[Source material]
+---+

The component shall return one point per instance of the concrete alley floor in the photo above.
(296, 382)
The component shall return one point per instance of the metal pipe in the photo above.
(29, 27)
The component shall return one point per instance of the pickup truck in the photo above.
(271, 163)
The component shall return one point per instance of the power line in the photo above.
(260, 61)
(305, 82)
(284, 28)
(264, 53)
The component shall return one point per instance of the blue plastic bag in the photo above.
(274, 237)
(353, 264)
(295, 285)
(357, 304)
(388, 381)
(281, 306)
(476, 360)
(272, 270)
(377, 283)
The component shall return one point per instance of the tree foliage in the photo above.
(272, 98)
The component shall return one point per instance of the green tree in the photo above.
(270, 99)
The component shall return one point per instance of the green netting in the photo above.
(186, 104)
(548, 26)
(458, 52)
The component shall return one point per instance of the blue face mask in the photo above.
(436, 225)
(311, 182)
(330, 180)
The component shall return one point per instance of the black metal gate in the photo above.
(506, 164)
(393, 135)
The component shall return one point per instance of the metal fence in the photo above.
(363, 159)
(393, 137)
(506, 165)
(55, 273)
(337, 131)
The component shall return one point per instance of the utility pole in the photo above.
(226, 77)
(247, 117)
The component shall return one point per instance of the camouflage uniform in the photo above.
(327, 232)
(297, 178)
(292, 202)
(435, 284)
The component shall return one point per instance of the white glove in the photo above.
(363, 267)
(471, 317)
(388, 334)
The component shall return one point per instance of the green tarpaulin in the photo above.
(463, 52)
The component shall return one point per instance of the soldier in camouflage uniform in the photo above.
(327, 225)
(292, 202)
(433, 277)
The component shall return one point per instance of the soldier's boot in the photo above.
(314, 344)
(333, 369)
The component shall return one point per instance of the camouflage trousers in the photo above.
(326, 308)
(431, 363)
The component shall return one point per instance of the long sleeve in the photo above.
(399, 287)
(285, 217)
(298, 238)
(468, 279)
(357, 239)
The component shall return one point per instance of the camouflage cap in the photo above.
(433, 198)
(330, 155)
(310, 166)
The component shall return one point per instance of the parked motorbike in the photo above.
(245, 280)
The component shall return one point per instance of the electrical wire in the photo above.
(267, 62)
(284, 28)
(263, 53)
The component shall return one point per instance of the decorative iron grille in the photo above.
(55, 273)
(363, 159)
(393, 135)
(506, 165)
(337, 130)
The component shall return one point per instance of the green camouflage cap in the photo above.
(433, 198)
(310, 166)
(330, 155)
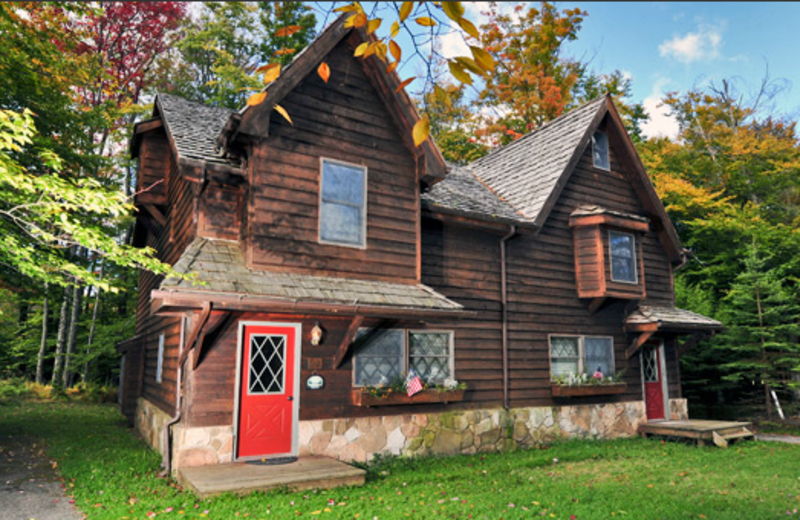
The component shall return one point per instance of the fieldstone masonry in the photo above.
(462, 431)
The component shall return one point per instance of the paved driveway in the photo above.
(29, 488)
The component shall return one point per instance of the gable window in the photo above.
(581, 354)
(384, 356)
(600, 151)
(343, 204)
(623, 257)
(160, 361)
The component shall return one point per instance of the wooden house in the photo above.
(332, 255)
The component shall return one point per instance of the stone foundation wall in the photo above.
(468, 431)
(463, 431)
(678, 409)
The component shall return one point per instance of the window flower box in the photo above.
(366, 399)
(587, 390)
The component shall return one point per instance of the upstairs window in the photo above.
(600, 151)
(343, 204)
(623, 257)
(581, 354)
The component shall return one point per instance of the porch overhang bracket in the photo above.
(640, 340)
(216, 321)
(347, 340)
(595, 304)
(693, 340)
(195, 333)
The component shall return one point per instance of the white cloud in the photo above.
(453, 45)
(660, 124)
(703, 45)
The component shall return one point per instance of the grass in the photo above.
(112, 474)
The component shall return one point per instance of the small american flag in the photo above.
(413, 384)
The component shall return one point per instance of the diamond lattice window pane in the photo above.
(650, 359)
(267, 355)
(599, 355)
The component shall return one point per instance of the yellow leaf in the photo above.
(272, 73)
(453, 10)
(324, 71)
(373, 25)
(287, 31)
(282, 111)
(421, 130)
(484, 59)
(459, 73)
(256, 99)
(352, 8)
(404, 84)
(397, 53)
(361, 49)
(470, 65)
(405, 10)
(469, 28)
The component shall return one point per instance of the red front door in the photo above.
(653, 381)
(267, 394)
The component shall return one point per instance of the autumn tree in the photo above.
(535, 80)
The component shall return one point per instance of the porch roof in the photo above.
(670, 318)
(224, 280)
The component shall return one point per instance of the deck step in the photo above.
(240, 478)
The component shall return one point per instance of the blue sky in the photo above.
(668, 46)
(675, 46)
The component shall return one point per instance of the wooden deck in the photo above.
(718, 432)
(241, 478)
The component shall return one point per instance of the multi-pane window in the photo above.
(383, 356)
(623, 257)
(343, 204)
(581, 354)
(600, 151)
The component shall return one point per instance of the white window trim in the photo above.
(581, 350)
(635, 258)
(405, 357)
(322, 161)
(160, 361)
(608, 152)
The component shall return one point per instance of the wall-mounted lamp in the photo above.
(316, 334)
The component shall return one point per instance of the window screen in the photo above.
(600, 151)
(342, 212)
(429, 355)
(564, 355)
(599, 354)
(379, 356)
(623, 257)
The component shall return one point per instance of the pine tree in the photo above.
(764, 327)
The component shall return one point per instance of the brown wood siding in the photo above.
(219, 214)
(170, 244)
(344, 120)
(542, 289)
(154, 160)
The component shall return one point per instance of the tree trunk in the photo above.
(96, 309)
(43, 344)
(77, 293)
(62, 337)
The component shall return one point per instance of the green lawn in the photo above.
(112, 474)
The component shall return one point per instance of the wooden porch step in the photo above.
(241, 478)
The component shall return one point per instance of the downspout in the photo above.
(504, 306)
(167, 455)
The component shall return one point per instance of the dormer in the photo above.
(608, 253)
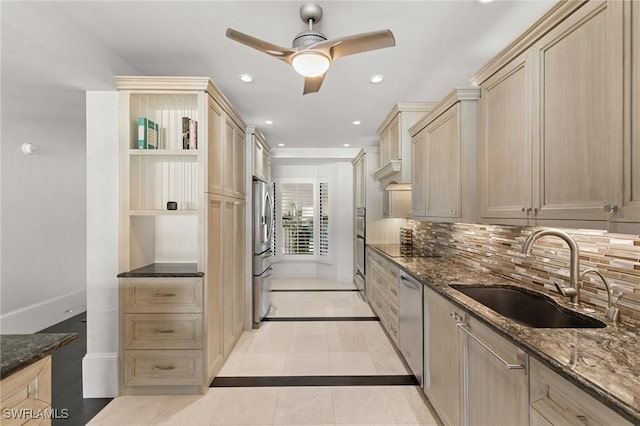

+---+

[Exercise directions]
Report how many lines in the entries above contain the string "wall". Give only the number.

[Reply to the exercise]
2